▸ Text shown

-- -- --

During the 1995-2004 period, Parkdale Mills Inc., in Gastonia, N.C., the largest U.S. cotton spinner, received the fourth-largest subsidy of $135.4 million from the federal program, while Avondale Mills Inc., of Sylacauga, Ala., received the sixth-largest subsidy of $92.2 million and National Textiles, of Winston-Salem, N.C., received the seventh-largest subsidy of $90.2 million, according to the EWG.

Under current law, U.S. mills must buy U.S. cotton unless the price reaches a certain threshold over a period of four consecutive weeks, at which point a quota limit is triggered and mills can import cotton.

However, the quotas were last triggered in the late Nineties and mills did not have time to build relationships with foreign cotton suppliers, according to Tantillo."The [Step 2] program makes the industry highly dependent on U.S. cotton growers," he said.

The administration also has proposed removing a 1 percent cap on fees that can be charged under export-credit programs and the elimination of the Intermediate Export Guarantee Program.

-- -- --

▸ Dataset extract

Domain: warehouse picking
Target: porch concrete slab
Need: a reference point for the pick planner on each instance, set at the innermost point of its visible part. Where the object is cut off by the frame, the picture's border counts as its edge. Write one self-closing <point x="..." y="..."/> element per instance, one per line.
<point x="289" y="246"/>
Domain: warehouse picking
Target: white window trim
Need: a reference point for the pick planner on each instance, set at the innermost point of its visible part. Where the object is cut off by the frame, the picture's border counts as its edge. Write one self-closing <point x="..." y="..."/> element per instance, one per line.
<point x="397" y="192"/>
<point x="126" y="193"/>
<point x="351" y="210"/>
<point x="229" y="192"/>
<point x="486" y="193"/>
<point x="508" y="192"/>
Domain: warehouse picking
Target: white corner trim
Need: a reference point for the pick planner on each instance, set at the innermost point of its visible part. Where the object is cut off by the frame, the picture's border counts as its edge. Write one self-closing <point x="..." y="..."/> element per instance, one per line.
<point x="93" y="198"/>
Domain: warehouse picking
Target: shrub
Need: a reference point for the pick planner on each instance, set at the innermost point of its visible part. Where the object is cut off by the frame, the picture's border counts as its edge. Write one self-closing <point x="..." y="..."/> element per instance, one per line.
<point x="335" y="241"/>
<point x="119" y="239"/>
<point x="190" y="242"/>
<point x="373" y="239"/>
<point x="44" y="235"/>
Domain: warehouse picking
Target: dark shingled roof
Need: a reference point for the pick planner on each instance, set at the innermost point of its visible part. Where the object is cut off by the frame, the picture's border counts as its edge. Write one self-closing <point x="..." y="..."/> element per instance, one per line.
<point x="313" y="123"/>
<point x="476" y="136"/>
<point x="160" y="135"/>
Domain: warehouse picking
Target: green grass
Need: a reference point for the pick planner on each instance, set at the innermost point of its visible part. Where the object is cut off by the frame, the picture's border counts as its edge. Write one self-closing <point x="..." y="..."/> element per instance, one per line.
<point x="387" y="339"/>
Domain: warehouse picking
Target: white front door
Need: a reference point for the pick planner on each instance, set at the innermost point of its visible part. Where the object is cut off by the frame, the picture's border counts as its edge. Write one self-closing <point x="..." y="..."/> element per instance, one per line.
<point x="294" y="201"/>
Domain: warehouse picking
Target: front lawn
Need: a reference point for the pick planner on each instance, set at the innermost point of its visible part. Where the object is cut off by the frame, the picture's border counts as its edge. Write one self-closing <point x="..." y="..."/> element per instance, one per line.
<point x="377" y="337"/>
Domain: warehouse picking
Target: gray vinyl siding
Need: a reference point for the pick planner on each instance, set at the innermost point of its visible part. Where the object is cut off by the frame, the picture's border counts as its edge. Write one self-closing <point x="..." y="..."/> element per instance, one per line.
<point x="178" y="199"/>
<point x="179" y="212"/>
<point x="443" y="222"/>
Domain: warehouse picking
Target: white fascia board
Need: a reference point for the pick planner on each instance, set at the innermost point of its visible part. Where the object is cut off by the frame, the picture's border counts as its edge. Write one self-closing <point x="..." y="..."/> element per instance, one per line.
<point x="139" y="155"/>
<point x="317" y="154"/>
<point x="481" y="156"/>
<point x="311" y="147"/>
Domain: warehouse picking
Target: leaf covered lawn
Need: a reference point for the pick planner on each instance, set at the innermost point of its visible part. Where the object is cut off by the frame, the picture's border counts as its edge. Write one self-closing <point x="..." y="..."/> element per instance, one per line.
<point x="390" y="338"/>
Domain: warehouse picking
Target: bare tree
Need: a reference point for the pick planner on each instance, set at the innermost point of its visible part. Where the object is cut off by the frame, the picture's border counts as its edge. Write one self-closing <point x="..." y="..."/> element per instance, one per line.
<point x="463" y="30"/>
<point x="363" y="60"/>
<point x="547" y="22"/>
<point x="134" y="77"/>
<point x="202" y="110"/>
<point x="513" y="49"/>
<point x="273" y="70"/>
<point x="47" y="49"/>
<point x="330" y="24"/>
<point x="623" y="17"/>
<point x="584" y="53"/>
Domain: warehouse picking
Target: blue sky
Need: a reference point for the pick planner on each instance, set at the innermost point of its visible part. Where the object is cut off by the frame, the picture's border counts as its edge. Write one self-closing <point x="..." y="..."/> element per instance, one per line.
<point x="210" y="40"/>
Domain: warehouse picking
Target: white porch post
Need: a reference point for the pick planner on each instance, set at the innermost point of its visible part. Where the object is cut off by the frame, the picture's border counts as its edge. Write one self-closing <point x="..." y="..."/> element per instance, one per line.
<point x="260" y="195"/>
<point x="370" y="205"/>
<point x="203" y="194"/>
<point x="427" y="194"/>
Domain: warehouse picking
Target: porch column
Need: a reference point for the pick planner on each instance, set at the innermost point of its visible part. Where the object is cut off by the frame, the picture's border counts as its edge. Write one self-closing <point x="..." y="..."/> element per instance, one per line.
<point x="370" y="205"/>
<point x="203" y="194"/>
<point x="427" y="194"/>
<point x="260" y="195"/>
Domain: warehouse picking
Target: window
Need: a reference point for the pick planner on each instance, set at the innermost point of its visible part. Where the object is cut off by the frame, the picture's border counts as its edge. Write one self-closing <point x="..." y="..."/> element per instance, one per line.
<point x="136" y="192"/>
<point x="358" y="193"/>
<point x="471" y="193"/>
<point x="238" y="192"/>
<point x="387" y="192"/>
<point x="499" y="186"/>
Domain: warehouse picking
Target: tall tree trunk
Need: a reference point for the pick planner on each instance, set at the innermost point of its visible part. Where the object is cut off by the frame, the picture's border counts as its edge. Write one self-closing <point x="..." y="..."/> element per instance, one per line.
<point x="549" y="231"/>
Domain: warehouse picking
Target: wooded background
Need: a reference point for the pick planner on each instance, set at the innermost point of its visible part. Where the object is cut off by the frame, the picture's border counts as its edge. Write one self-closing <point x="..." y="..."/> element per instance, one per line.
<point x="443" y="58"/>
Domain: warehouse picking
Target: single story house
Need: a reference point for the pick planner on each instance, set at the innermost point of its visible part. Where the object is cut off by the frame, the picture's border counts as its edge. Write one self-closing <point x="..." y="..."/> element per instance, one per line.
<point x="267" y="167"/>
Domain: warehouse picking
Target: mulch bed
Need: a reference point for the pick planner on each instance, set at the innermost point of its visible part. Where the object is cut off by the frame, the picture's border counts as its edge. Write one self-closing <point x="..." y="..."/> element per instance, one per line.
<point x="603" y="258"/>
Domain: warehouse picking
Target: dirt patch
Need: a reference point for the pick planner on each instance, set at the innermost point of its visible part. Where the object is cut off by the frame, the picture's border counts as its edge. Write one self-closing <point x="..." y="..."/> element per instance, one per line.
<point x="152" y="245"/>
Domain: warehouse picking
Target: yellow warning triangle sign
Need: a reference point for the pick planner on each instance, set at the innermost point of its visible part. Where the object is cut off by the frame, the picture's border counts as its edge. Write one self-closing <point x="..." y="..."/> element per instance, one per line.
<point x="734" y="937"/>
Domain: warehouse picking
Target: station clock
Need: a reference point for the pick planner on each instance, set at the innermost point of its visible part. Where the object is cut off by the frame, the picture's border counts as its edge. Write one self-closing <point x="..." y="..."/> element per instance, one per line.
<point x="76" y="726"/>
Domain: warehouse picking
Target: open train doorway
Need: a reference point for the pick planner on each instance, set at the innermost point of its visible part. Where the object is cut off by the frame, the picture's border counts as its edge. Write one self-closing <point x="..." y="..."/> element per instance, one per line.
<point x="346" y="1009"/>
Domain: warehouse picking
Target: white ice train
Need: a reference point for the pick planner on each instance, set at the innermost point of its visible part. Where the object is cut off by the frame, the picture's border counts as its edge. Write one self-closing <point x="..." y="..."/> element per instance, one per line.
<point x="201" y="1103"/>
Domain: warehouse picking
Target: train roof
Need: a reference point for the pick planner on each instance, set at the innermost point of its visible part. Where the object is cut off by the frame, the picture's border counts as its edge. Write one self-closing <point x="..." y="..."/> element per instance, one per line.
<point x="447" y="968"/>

-- -- --

▸ Set tasks
1. In the cotton subsidy text, rewrite the paragraph beginning "Under current law" as a short bulleted list that keeps its main facts.
2. Reproduce the part of the cotton subsidy text that begins with the words "Under current law, U.S." and ends after "Export Guarantee Program.", putting "ties" in place of "relationships".

▸ Full solutions
1.
- U.S. mills must buy U.S. cotton.
- The exception is when the price reaches a certain threshold over four consecutive weeks.
- That triggers a quota limit, and mills can then import cotton.

2.
Under current law, U.S. mills must buy U.S. cotton unless the price reaches a certain threshold over a period of four consecutive weeks, at which point a quota limit is triggered and mills can import cotton.

However, the quotas were last triggered in the late Nineties and mills did not have time to build ties with foreign cotton suppliers, according to Tantillo."The [Step 2] program makes the industry highly dependent on U.S. cotton growers," he said.

The administration also has proposed removing a 1 percent cap on fees that can be charged under export-credit programs and the elimination of the Intermediate Export Guarantee Program.